§ **Problem details**
Retype exactly the lines that run from the line with "Where can the blue" to the final line of the entries, keeping both ends and nothing else.

── Excerpted data ──

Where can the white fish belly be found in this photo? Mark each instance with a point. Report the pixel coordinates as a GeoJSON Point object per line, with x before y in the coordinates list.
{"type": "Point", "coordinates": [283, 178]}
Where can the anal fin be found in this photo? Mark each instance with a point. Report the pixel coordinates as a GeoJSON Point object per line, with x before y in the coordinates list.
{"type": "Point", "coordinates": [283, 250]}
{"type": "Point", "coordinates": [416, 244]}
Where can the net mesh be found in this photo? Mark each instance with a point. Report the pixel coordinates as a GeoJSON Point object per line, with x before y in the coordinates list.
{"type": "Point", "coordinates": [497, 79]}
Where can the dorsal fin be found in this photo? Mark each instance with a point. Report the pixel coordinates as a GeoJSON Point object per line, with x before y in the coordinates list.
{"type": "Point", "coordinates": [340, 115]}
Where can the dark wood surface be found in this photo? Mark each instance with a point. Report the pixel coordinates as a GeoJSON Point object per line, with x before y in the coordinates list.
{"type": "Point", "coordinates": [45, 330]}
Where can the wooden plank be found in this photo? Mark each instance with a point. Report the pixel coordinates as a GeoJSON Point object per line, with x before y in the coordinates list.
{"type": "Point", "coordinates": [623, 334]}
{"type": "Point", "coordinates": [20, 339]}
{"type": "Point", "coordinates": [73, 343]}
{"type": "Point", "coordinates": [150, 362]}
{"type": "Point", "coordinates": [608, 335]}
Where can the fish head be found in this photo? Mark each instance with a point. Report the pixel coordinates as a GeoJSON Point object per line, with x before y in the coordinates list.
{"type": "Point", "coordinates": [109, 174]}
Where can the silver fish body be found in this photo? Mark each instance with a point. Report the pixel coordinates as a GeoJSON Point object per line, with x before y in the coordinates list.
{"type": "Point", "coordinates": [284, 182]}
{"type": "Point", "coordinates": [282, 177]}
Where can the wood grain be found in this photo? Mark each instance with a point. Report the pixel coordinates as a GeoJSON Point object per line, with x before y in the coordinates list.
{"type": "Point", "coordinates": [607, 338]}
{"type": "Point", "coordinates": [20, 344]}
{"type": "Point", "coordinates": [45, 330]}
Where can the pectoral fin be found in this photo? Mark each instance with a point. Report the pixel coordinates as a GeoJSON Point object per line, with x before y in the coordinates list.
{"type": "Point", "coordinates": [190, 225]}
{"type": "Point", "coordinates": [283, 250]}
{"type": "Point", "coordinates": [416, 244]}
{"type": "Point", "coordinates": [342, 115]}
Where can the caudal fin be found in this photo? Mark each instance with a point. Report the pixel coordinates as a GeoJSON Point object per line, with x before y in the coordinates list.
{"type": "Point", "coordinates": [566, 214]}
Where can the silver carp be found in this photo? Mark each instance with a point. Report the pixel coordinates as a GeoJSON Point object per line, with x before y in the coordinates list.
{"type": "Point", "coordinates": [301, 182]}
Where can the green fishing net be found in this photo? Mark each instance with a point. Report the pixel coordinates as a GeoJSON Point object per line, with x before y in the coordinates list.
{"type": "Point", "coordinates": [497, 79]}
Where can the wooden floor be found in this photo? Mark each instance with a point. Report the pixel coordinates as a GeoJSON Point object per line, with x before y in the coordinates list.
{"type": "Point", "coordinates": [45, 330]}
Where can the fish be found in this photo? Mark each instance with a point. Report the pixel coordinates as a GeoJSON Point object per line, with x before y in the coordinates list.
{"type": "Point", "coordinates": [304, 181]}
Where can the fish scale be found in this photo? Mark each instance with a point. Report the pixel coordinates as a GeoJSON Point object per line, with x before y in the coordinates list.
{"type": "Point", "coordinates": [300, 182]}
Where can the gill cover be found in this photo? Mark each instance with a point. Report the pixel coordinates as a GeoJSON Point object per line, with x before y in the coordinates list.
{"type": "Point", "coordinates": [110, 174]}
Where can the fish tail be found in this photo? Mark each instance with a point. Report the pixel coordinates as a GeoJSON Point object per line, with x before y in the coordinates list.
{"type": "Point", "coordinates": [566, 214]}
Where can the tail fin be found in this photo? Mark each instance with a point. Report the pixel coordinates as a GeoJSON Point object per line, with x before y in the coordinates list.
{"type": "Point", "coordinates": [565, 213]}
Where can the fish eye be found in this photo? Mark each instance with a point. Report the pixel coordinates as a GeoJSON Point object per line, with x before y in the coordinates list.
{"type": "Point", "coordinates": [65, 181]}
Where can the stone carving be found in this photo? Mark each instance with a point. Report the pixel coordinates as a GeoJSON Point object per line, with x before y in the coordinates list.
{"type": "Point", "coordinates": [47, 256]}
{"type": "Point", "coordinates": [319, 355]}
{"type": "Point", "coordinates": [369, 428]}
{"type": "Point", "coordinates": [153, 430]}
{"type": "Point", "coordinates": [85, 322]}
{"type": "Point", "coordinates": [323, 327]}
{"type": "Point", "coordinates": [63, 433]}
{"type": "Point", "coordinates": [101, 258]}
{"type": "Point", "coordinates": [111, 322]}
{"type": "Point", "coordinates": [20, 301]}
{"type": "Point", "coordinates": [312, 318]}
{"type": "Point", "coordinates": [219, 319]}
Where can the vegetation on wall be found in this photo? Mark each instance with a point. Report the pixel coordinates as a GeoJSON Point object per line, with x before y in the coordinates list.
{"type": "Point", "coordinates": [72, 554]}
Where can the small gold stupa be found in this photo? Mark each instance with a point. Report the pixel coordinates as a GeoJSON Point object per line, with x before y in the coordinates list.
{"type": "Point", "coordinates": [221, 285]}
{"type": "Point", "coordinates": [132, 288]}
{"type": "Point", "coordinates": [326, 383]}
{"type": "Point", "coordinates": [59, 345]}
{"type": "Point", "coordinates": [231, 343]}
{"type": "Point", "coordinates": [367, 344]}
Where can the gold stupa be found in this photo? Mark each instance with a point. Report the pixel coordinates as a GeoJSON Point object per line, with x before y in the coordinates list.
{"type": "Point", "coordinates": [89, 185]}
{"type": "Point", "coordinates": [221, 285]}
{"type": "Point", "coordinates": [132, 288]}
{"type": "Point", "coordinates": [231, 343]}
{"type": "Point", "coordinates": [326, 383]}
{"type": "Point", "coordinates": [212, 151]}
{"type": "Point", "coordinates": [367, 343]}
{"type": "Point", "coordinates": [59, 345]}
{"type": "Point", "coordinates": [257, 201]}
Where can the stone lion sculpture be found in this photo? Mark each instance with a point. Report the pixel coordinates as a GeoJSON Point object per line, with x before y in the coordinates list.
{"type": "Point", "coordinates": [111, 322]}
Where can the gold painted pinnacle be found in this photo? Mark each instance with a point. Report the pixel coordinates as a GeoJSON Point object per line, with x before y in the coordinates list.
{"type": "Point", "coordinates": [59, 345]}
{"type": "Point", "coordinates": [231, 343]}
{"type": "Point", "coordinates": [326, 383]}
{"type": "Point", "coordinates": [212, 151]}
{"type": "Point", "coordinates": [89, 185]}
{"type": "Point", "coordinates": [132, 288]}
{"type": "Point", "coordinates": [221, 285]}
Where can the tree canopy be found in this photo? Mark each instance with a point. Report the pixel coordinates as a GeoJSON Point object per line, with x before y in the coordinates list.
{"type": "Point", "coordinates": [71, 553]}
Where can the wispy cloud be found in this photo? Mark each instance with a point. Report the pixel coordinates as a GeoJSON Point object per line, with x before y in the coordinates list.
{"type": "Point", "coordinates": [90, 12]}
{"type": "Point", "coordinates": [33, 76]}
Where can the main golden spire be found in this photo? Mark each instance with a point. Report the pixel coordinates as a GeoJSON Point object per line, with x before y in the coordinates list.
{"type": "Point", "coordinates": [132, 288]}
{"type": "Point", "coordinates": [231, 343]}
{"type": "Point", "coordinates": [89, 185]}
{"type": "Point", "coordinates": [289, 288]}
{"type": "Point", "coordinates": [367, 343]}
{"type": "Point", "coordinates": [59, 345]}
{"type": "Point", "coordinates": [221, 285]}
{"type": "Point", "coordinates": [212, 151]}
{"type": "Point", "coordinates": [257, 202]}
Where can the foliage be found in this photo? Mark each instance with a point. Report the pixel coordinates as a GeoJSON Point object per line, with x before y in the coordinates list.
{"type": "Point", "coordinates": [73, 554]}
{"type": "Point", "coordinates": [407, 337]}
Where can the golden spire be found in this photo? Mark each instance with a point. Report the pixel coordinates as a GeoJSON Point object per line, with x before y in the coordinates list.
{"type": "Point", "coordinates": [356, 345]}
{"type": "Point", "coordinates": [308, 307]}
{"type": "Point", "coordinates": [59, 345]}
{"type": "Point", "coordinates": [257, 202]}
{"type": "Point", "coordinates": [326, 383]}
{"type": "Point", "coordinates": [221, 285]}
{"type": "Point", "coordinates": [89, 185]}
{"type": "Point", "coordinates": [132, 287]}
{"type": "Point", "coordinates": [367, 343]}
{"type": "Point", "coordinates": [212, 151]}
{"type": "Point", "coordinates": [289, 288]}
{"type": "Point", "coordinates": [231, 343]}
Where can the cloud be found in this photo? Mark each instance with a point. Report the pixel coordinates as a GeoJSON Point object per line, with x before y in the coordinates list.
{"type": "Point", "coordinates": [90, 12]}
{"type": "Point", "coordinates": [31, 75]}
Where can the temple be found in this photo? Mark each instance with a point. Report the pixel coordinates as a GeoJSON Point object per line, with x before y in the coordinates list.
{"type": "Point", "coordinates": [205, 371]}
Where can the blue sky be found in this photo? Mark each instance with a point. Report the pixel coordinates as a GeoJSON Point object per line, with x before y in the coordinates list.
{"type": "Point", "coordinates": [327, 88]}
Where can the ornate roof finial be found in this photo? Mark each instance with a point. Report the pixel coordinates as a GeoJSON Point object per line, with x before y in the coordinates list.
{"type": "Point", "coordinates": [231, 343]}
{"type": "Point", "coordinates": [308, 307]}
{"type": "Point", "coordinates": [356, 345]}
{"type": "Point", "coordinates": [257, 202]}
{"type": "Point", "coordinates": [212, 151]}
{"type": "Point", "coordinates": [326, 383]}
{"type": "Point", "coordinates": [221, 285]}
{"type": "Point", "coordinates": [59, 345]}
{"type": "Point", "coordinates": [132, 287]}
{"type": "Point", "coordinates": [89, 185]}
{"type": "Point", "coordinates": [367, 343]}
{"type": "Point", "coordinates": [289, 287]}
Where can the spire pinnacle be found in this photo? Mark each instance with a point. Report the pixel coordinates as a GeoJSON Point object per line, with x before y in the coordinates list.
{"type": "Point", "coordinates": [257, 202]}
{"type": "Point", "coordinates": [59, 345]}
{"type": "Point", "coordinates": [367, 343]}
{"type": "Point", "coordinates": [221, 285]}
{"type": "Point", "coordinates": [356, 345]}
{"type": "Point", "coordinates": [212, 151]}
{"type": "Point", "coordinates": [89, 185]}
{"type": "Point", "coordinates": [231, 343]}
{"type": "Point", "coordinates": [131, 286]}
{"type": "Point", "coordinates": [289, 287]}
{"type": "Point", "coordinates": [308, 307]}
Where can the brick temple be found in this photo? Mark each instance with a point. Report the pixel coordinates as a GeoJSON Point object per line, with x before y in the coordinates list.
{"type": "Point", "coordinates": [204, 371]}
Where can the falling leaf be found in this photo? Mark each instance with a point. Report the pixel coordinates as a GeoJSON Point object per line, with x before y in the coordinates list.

───

§ **Result of this task**
Where can the blue sky be found in this photo? Mark each instance with a point. Report the pixel coordinates as a GeoJSON Point object per line, with x before y in the coordinates list.
{"type": "Point", "coordinates": [327, 88]}
Where can the ornate roof finial be found in this photo? Mark each instance with a point. Report the pixel coordinates as a GeoJSON Point object per line, with x before y in the coordinates list.
{"type": "Point", "coordinates": [231, 343]}
{"type": "Point", "coordinates": [308, 307]}
{"type": "Point", "coordinates": [356, 345]}
{"type": "Point", "coordinates": [257, 202]}
{"type": "Point", "coordinates": [212, 151]}
{"type": "Point", "coordinates": [326, 383]}
{"type": "Point", "coordinates": [221, 285]}
{"type": "Point", "coordinates": [59, 345]}
{"type": "Point", "coordinates": [132, 287]}
{"type": "Point", "coordinates": [89, 185]}
{"type": "Point", "coordinates": [367, 343]}
{"type": "Point", "coordinates": [289, 287]}
Where can the spire pinnacle be found in this photo? Mark each instance with a point. Report the pixel coordinates as a GeoJSON Point object per line, with x before y in the coordinates list.
{"type": "Point", "coordinates": [257, 202]}
{"type": "Point", "coordinates": [59, 345]}
{"type": "Point", "coordinates": [367, 343]}
{"type": "Point", "coordinates": [221, 285]}
{"type": "Point", "coordinates": [356, 345]}
{"type": "Point", "coordinates": [212, 151]}
{"type": "Point", "coordinates": [89, 185]}
{"type": "Point", "coordinates": [231, 343]}
{"type": "Point", "coordinates": [131, 286]}
{"type": "Point", "coordinates": [289, 287]}
{"type": "Point", "coordinates": [308, 307]}
Where can the brick temple be found in this photo? Mark each instance with a point. Report the pixel coordinates as a GeoJSON Point object per line, with x before y in the coordinates list.
{"type": "Point", "coordinates": [204, 371]}
Where can the falling leaf be found in this photo? Mark each instance with a point. Report the pixel coordinates as a GeoJSON Point object per line, with x before y in the coordinates list.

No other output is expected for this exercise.